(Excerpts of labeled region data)
------------------------
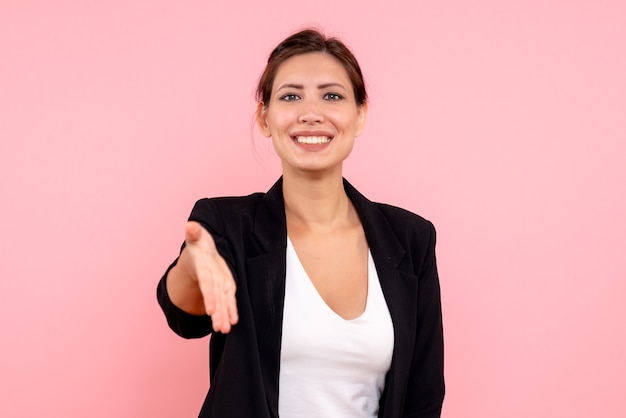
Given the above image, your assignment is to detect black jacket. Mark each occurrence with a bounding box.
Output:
[157,179,444,418]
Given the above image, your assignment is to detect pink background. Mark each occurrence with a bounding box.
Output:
[0,0,626,418]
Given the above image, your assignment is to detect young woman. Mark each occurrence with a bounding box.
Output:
[158,30,444,418]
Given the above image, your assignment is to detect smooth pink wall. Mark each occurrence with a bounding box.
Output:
[0,0,626,418]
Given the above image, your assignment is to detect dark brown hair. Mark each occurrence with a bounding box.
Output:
[256,29,367,106]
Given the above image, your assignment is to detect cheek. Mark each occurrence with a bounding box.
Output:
[267,111,295,133]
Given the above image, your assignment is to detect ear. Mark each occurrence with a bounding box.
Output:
[255,102,271,138]
[356,102,368,136]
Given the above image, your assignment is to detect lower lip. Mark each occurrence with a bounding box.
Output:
[293,139,332,152]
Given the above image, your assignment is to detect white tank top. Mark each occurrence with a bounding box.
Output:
[278,239,394,418]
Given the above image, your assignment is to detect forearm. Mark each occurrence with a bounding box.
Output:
[166,255,206,315]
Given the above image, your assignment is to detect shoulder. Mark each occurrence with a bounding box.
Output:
[373,202,434,232]
[189,193,265,232]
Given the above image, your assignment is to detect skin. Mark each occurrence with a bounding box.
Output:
[167,52,368,333]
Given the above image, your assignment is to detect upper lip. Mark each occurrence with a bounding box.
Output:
[291,130,333,138]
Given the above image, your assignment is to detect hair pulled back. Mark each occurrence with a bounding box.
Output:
[256,29,367,106]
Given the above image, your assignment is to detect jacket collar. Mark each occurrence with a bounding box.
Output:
[254,177,406,267]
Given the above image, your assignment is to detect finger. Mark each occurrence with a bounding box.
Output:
[226,288,239,325]
[211,284,230,333]
[198,277,216,316]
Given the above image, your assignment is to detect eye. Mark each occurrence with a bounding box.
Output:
[324,93,343,102]
[279,93,300,102]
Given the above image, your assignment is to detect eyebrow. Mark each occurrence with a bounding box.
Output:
[276,83,346,91]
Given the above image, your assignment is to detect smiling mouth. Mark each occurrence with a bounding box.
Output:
[293,136,332,145]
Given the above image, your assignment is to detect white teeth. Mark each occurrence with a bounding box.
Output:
[296,136,330,144]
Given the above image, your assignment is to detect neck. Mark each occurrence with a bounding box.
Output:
[283,173,354,230]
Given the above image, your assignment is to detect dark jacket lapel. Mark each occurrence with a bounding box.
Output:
[247,178,417,417]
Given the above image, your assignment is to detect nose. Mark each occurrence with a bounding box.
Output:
[298,101,324,124]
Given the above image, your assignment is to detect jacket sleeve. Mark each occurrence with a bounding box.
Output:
[403,222,445,418]
[157,199,236,338]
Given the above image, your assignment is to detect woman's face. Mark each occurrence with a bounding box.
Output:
[257,52,367,176]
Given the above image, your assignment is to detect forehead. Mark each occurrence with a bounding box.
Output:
[274,52,350,88]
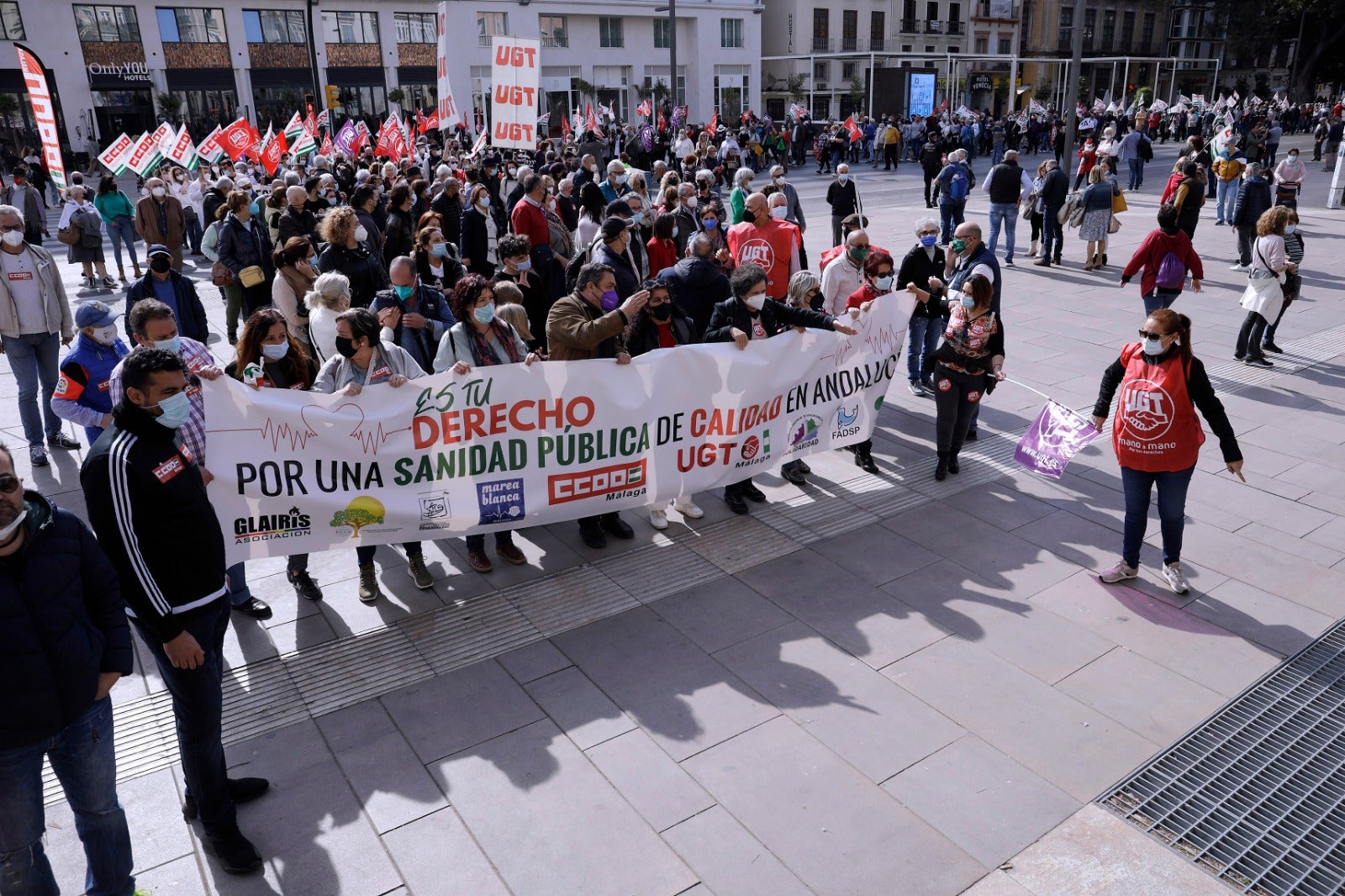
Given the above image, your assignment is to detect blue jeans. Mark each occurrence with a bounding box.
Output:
[1121,466,1195,567]
[0,697,136,896]
[939,199,967,245]
[108,215,140,269]
[1128,159,1145,190]
[132,600,238,834]
[906,316,943,382]
[1215,180,1237,224]
[0,332,61,446]
[990,202,1018,261]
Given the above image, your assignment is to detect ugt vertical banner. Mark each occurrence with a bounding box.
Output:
[13,43,66,190]
[491,38,542,150]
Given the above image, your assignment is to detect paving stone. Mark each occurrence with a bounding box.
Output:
[883,735,1080,867]
[888,638,1157,800]
[382,661,543,763]
[683,719,984,896]
[585,730,715,830]
[715,623,962,783]
[551,607,778,760]
[654,576,792,654]
[523,666,635,750]
[883,560,1114,683]
[432,719,698,896]
[1033,572,1279,697]
[663,806,812,896]
[383,809,509,896]
[1058,647,1226,744]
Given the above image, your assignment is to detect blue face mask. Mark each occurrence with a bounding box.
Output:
[155,392,191,430]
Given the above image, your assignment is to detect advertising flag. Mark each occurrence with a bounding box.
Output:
[13,43,66,190]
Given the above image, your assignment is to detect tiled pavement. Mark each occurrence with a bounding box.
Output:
[18,135,1345,896]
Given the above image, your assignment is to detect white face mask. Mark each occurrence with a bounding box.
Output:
[0,507,29,544]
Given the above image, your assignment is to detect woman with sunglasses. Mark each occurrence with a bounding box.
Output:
[1092,308,1247,594]
[906,275,1005,482]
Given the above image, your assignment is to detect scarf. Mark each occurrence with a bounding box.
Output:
[462,320,518,367]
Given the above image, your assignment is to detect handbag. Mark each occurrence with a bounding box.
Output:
[238,265,266,289]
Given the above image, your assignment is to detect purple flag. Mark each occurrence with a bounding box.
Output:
[1013,401,1101,479]
[332,119,359,155]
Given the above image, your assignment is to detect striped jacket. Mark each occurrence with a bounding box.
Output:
[79,401,226,641]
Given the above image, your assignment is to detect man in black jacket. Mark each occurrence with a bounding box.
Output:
[657,233,733,338]
[0,444,136,893]
[79,349,271,874]
[702,264,856,514]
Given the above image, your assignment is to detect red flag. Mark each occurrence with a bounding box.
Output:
[219,119,257,161]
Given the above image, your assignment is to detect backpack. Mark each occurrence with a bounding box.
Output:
[948,166,967,202]
[1157,251,1186,289]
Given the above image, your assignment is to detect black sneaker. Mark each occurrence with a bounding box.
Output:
[182,777,271,820]
[200,826,261,874]
[285,569,323,600]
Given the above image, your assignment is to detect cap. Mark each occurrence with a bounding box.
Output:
[603,218,630,242]
[76,300,117,329]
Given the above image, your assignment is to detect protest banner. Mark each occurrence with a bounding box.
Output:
[202,301,915,562]
[1013,390,1101,479]
[491,35,542,150]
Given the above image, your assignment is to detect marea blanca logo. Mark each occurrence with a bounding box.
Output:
[1121,379,1173,441]
[234,507,312,545]
[476,479,527,526]
[831,403,859,439]
[787,414,822,453]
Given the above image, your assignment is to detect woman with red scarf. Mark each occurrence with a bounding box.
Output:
[1092,308,1247,594]
[435,275,540,573]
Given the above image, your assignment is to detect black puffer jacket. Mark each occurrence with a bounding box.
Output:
[0,491,132,750]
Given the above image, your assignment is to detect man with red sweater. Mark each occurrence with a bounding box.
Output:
[1116,203,1205,314]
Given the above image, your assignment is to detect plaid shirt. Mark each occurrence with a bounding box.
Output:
[112,336,215,466]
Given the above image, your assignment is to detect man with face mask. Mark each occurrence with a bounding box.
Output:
[374,256,457,370]
[51,302,130,445]
[546,259,650,549]
[0,444,136,893]
[136,177,187,271]
[726,192,796,300]
[123,245,210,345]
[79,346,271,874]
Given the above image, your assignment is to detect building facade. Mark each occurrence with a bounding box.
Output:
[0,0,762,152]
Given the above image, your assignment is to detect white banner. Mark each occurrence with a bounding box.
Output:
[203,303,915,562]
[491,36,542,150]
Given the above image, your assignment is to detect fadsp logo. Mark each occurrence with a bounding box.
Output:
[1119,379,1173,441]
[738,240,775,271]
[234,507,312,545]
[476,479,527,526]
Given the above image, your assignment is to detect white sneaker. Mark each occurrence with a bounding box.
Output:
[1163,562,1190,594]
[1098,560,1139,585]
[672,498,704,519]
------------------------
[Set task] Reproduce the lines from the line containing "Given the above image, your assignment is to detect purple" to the line containing "[79,401,226,641]", requests included, with each bounding-box coordinate in the answers multiplied by 0.4 and rounded to the nearest whole number, halves rounded up.

[Result]
Given the above image, your assignment is to detect purple flag. Mark each occurrence with a bounding box.
Output:
[405,160,440,192]
[133,48,144,62]
Given the above image, your assignment is to detect striped jacket. Mark each occurrence with a bounding box.
Output:
[32,160,90,256]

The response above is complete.